# [Prompt]
Nothing but the lines from the start of the records through the line that contains "Carefully inspect this image for every instance of the bush." is to be copied, and each is to be copied exactly.

# [Referring expression grounding data]
━━━━━━━━━━━━━━━━━━━━━━━━━━━━━━

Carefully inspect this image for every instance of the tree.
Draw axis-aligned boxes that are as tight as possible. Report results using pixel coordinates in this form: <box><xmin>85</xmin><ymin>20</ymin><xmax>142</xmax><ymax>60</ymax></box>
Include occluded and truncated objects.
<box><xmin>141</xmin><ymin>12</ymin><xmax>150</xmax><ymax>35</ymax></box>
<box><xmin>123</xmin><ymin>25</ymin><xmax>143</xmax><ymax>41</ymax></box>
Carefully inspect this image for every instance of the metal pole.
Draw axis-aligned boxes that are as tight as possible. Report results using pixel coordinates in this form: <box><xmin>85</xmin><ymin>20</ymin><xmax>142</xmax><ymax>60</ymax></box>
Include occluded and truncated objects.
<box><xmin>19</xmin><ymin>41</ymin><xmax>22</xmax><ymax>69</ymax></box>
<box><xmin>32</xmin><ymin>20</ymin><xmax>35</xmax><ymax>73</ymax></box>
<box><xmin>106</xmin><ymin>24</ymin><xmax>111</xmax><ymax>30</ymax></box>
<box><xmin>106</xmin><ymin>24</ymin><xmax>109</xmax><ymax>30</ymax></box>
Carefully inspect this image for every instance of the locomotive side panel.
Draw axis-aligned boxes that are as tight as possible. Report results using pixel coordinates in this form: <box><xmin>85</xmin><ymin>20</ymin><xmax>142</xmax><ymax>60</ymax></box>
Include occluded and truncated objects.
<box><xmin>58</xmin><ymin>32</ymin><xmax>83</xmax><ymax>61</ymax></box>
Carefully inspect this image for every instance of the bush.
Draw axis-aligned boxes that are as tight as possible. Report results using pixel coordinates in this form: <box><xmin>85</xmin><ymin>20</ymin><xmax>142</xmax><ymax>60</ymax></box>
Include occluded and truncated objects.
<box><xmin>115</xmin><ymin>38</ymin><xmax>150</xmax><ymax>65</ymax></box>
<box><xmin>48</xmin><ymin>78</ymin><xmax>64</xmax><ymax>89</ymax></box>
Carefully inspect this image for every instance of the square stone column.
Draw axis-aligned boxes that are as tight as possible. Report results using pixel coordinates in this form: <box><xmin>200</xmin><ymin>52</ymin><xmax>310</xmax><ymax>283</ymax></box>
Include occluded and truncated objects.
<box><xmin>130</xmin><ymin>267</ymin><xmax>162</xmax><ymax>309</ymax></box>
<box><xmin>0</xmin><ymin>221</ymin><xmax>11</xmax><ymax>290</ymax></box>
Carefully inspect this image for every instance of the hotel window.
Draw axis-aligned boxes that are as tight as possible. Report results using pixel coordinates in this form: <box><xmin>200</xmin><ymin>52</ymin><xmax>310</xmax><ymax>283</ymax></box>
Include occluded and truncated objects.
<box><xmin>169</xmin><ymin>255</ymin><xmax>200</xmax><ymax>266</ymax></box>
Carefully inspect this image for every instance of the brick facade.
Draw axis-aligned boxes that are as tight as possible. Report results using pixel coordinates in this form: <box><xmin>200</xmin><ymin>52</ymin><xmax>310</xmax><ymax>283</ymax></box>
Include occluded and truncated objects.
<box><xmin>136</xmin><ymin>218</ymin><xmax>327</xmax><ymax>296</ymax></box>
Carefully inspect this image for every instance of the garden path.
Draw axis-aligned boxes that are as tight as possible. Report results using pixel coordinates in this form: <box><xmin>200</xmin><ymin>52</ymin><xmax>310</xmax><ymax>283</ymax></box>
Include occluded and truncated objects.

━━━━━━━━━━━━━━━━━━━━━━━━━━━━━━

# [Written reply]
Carefully inspect this image for every instance of the tree.
Draw axis-aligned boxes that are as tight as possible. Report results using pixel coordinates in this form: <box><xmin>85</xmin><ymin>20</ymin><xmax>142</xmax><ymax>60</ymax></box>
Include occluded and truncated objects.
<box><xmin>141</xmin><ymin>12</ymin><xmax>150</xmax><ymax>35</ymax></box>
<box><xmin>123</xmin><ymin>25</ymin><xmax>143</xmax><ymax>41</ymax></box>
Carefully inspect this image for every instance of the metal pole.
Draw axis-aligned boxes that are as tight as possible. Report results using pixel coordinates in this form: <box><xmin>85</xmin><ymin>20</ymin><xmax>142</xmax><ymax>60</ymax></box>
Include occluded and truncated objects.
<box><xmin>19</xmin><ymin>41</ymin><xmax>22</xmax><ymax>69</ymax></box>
<box><xmin>32</xmin><ymin>20</ymin><xmax>35</xmax><ymax>73</ymax></box>
<box><xmin>106</xmin><ymin>24</ymin><xmax>111</xmax><ymax>30</ymax></box>
<box><xmin>106</xmin><ymin>24</ymin><xmax>109</xmax><ymax>30</ymax></box>
Carefully inspect this image for every instance of the locomotive side panel.
Draw axis-aligned boxes that are as tight as possible. Report results using pixel coordinates in this form: <box><xmin>85</xmin><ymin>20</ymin><xmax>142</xmax><ymax>60</ymax></box>
Include occluded and truncated objects.
<box><xmin>58</xmin><ymin>32</ymin><xmax>83</xmax><ymax>61</ymax></box>
Carefully inspect this image for every instance of the bush.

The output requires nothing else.